▶ [WHAT THE EXERCISE ASKS]
Word for word, repeat the records, leaving every picture behind.

Image-grounded pointing data
◆ ◆ ◆ ◆ ◆ ◆ ◆

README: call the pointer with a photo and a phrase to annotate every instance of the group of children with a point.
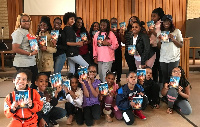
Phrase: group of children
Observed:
(85, 102)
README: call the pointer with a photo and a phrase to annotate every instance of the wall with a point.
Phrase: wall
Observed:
(4, 19)
(94, 10)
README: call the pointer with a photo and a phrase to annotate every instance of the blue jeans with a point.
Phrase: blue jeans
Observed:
(76, 59)
(54, 114)
(59, 62)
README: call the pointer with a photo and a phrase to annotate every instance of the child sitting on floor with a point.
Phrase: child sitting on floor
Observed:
(22, 116)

◆ ◆ ◆ ◆ ◆ ◆ ◆

▶ [SOLUTION TO THE EXERCISE]
README: call the pointer with a photo and a phrase to annotate every instance of the group of children with a point.
Phrase: group of children
Observed:
(85, 102)
README: call the pointer with a photo and a phrase to annotate every instance of the wall with a point.
Phrase: wall
Observed:
(4, 19)
(94, 10)
README: call the pointer with a photo and a phrase to annotate every instance of the blue jeans with a point.
Phrase: blue jeans
Observed:
(76, 59)
(54, 114)
(59, 62)
README: call the pointer with a photo and a phrase to annotate every instance of the child sitting on floor with a point.
Phrase: child sitting on floor
Observed:
(22, 116)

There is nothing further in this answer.